BRIEF: Only the lines from the one containing "Record the location of each instance of the person in" through the final line of the material below should be output, exactly as they stand.

DATA PROVIDED:
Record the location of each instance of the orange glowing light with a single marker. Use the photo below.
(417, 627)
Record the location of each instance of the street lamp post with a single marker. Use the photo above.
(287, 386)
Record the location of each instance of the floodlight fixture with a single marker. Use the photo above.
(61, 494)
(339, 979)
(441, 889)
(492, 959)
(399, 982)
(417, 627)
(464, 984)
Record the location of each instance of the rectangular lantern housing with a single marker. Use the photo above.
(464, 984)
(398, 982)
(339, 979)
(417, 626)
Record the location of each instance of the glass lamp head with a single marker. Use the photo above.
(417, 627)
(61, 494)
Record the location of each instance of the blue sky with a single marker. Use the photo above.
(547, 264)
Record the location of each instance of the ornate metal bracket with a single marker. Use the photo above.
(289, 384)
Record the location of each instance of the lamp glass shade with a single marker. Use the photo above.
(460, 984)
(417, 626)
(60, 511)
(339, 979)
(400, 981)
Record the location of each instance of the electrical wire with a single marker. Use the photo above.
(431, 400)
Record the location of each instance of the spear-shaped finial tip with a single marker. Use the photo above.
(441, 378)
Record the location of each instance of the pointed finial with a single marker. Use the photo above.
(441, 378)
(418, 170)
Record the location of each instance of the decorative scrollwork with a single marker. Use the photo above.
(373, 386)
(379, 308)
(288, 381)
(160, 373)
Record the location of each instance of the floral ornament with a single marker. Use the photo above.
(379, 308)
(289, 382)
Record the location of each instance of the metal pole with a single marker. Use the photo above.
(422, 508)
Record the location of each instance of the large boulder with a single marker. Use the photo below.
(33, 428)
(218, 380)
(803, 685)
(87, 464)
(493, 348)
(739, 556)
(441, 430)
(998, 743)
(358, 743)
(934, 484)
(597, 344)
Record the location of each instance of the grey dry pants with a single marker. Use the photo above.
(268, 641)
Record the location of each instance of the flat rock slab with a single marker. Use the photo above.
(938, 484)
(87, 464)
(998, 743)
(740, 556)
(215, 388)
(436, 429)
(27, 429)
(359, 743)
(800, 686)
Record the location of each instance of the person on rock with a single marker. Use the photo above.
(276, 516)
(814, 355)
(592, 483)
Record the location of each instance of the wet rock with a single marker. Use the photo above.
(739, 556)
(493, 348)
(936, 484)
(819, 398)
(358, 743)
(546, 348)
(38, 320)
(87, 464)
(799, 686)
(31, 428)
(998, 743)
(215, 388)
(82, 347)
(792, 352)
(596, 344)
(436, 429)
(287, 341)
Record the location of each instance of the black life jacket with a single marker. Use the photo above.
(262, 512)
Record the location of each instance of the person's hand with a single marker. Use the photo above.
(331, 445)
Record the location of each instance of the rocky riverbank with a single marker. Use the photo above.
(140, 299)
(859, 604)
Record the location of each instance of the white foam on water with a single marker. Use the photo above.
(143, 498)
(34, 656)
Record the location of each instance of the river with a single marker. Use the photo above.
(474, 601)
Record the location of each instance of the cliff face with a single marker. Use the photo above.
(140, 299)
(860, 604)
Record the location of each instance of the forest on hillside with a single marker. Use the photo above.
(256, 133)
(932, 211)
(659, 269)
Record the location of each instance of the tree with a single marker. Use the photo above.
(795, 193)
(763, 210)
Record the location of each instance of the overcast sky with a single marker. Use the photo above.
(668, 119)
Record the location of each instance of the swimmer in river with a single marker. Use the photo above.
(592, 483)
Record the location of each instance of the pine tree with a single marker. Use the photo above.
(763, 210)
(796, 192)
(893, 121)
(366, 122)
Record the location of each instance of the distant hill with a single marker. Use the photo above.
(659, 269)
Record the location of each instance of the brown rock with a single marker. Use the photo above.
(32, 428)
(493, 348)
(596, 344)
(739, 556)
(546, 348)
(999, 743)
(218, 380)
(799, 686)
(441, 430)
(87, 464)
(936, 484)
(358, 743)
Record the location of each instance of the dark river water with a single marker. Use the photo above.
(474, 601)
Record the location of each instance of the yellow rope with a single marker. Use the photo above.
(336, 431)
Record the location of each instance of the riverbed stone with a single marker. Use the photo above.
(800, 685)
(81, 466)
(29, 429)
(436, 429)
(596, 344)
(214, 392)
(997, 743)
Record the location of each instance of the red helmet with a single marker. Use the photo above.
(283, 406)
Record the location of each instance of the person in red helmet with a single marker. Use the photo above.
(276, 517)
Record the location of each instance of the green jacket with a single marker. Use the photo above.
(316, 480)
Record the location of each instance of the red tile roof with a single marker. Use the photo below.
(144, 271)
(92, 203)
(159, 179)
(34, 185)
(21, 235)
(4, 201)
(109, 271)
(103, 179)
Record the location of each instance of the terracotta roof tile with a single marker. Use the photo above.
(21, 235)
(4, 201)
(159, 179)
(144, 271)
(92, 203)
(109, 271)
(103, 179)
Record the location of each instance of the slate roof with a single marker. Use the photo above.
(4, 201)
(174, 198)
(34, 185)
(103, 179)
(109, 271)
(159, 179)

RESPONSE:
Record the location of each instance of the person in red helmet with a single marker. Use the photo above.
(276, 517)
Record the location of each instance of the green jacket with a single marker. Use the photo above.
(316, 480)
Record the location of each instance of the red tile roof with a single marker. Use the photo below.
(144, 271)
(92, 203)
(159, 179)
(34, 185)
(21, 235)
(4, 201)
(109, 271)
(103, 179)
Record the location of each instance of the terracotta roof tile with a single marker. Use the photo above.
(21, 235)
(4, 201)
(159, 179)
(144, 271)
(92, 203)
(109, 271)
(103, 179)
Record the location of each instance of the slate roof with a single marker. Use the photo above.
(4, 201)
(174, 198)
(34, 185)
(103, 179)
(109, 271)
(159, 179)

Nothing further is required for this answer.